INSTRUCTIONS FOR THE TASK: Pull out each line of the data below that contains the word "flower".
_ _ _
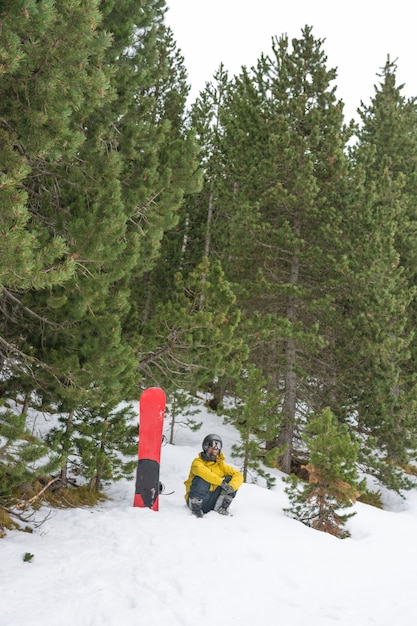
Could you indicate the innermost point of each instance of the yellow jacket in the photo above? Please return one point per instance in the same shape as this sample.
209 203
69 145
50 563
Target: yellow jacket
213 472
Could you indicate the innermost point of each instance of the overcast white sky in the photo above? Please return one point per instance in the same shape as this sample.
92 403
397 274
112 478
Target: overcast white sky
358 34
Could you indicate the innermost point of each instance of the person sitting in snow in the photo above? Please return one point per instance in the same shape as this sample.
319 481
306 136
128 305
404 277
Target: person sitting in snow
211 484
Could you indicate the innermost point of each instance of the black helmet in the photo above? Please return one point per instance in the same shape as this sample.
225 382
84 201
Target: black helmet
208 442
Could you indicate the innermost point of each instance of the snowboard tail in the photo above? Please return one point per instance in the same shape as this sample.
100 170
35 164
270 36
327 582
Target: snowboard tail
151 420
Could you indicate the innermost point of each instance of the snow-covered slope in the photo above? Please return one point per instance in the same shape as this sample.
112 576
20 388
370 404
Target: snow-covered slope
115 565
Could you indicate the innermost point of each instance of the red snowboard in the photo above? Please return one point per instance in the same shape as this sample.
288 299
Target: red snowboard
151 421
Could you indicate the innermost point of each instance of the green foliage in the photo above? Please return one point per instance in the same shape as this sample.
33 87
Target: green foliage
333 480
180 412
255 417
96 443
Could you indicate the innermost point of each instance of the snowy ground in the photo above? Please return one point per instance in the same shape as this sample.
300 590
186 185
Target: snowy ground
115 565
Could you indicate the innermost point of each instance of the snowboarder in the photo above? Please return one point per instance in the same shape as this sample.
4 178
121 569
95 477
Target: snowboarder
211 484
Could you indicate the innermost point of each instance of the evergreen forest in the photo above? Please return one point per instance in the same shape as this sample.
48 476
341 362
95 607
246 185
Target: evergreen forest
253 244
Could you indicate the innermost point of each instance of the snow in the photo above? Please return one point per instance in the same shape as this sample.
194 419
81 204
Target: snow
116 565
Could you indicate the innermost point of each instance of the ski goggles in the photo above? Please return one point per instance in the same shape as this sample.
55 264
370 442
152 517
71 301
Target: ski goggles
214 443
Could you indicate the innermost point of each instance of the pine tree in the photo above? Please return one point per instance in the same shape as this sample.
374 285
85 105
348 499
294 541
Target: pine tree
378 373
254 416
332 477
283 144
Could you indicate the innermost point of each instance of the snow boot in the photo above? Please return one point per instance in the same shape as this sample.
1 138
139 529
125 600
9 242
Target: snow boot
223 503
196 506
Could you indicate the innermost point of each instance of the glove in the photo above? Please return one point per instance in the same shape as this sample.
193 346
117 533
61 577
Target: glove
228 489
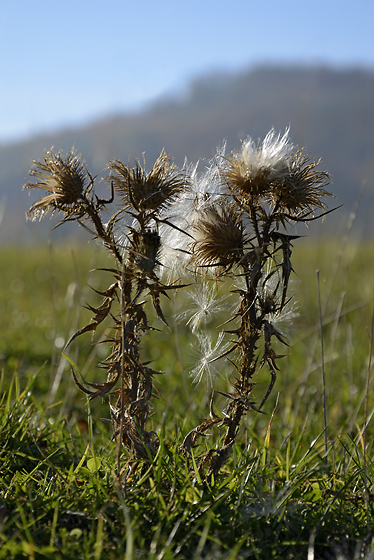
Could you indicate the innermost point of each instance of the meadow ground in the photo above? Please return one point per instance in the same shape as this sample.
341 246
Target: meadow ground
291 489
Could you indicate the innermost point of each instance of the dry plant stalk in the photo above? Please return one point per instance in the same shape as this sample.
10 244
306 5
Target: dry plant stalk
238 215
143 198
242 233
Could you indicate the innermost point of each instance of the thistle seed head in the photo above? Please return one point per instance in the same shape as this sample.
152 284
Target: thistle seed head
250 171
65 179
276 172
147 192
219 236
302 188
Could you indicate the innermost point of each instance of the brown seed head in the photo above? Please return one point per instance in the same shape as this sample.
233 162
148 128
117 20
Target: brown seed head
219 236
64 179
302 188
148 192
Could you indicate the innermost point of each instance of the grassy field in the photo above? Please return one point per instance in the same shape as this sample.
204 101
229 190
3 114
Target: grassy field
291 488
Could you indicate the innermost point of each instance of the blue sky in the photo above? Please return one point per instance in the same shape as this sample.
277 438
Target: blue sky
65 63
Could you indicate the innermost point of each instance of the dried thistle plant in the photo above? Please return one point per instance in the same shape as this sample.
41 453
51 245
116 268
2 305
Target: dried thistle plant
231 222
143 198
268 187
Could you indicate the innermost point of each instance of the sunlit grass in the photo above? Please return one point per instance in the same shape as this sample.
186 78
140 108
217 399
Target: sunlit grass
280 495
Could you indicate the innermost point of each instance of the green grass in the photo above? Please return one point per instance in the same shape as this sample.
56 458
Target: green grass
279 496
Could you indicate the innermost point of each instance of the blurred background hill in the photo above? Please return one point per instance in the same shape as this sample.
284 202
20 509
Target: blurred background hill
330 112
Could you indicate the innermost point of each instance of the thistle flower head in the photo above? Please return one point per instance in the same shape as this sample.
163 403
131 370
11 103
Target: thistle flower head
302 189
203 189
251 170
147 192
66 181
276 172
219 236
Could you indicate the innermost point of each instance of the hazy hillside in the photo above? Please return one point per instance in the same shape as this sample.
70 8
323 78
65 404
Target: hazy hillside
331 113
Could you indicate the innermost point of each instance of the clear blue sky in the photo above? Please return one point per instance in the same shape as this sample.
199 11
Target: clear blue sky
67 62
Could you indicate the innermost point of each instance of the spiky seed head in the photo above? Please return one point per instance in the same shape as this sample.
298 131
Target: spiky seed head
219 236
250 171
302 188
275 172
147 192
65 179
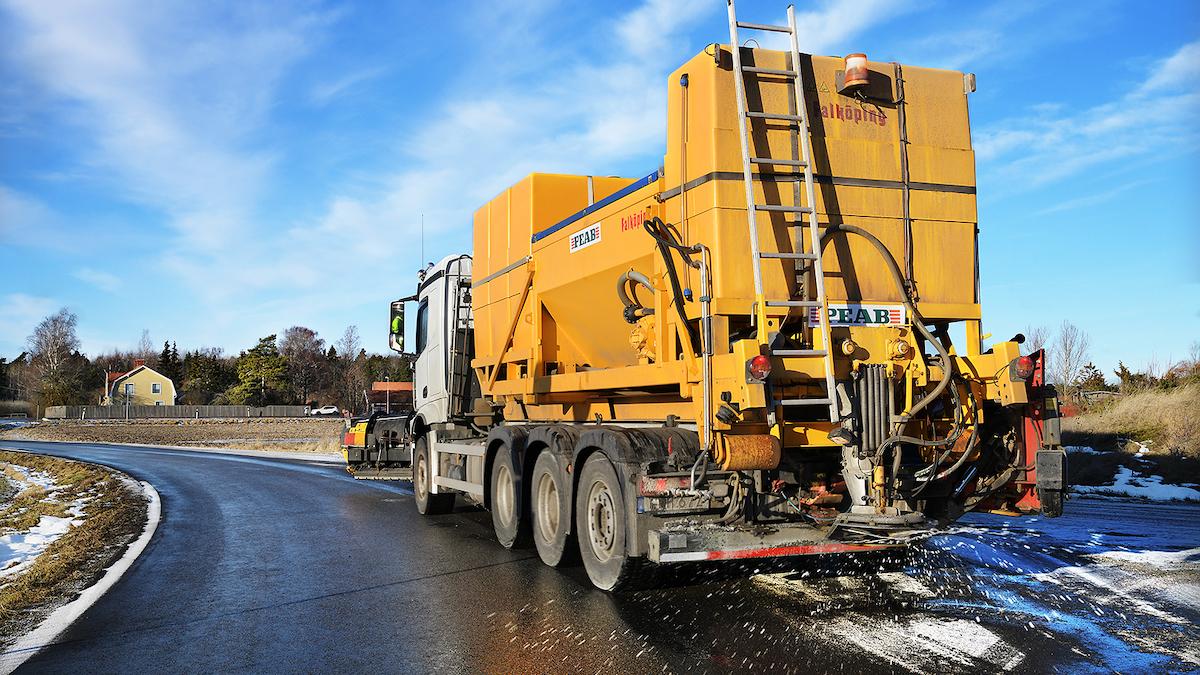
_ _ _
OUTPUT FOR THIS EXERCISE:
Could you indicate the innermost point of each instance of the thistle flower head in the photo above? Please return one point per instance in the same shape as this sample.
Target: thistle flower head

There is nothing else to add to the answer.